SUPPLIED PASSAGE
▬▬▬▬▬▬▬▬▬▬

FIG. 13 is a block diagram illustrating an example computing environment 1300 that includes a data intake and query system 1310. The data intake and query system 1310 obtains data from a data source 1302 in the computing environment 1300 and ingests the data using an indexing system 1320. A search system 1360 of the data intake and query system 1310 enables users to navigate the indexed data. Though drawn with separate boxes in FIG. 13 , in some implementations the indexing system 1320 and the search system 1360 can have overlapping components. A computing device 1304, running a network access application 1306, can communicate with the data intake and query system 1310 through a user interface system 1314 of the data intake and query system 1310. Using the computing device 1304, a user can perform various operations with respect to the data intake and query system 1310, such as administration of the data intake and query system 1310, management and generation of “knowledge objects,” (user-defined entities for enriching data, such as saved searches, event types, tags, field extractions, lookups, reports, alerts, data models, workflow actions, and fields), initiating of searches, and generation of reports, among other operations. The data intake and query system 1310 can further optionally include apps 1312 that extend the search, analytics, and/or visualization capabilities of the data intake and query system 1310.
The data intake and query system 1310 can be implemented using program code that can be executed using a computing device. A computing device is an electronic device that has a memory for storing program code instructions and a hardware processor for executing the instructions. The computing device can further include other physical components, such as a network interface or components for input and output. The program code for the data intake and query system 1310 can be stored on a non-transitory computer-readable medium, such as a magnetic or optical storage disk or a flash or solid-state memory, from which the program code can be loaded into the memory of the computing device for execution. “Non-transitory” means that the computer-readable medium can retain the program code while not under power, as opposed to volatile or “transitory” memory or media that requires power in order to retain data.
In various examples, the program code for the data intake and query system 1310 can be executed on a single computing device, or execution of the program code can be distributed over multiple computing devices. For example, the program code can include instructions for both indexing and search components (which may be part of the indexing system 1320 and/or the search system 1360, respectively), which can be executed on a computing device that also provides the data source 1302. As another example, the program code can be executed on one computing device, where execution of the program code provides both indexing and search components, while another copy of the program code executes on a second computing device that provides the data source 1302. As another example, the program code can be configured such that, when executed, the program code implements only an indexing component or only a search component. In this example, a first instance of the program code that is executing the indexing component and a second instance of the program code that is executing the search component can be executing on the same computing device or on different computing devices.

▬▬▬▬▬▬▬▬▬▬

DATASET CONTENT

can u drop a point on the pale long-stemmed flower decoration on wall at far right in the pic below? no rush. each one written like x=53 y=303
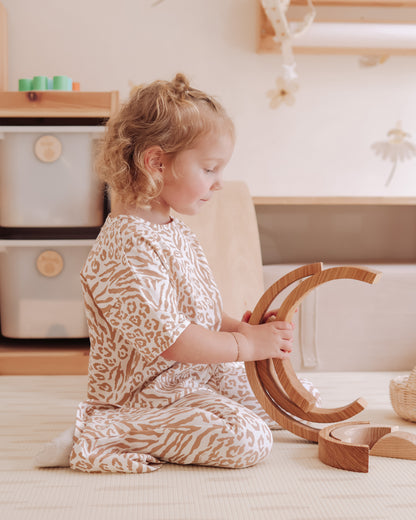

▬▬▬▬▬▬▬▬▬▬

INSTRUCTIONS TO FOLLOW
Translate this sentence from the passage on the data intake and query system into Spanish: "A computing device is an electronic device that has a memory for storing program code instructions and a hardware processor for executing the instructions."

WRITTEN RESPONSE
Un dispositivo informático es un dispositivo electrónico que tiene una memoria para almacenar instrucciones de código de programa y un procesador de hardware para ejecutar las instrucciones.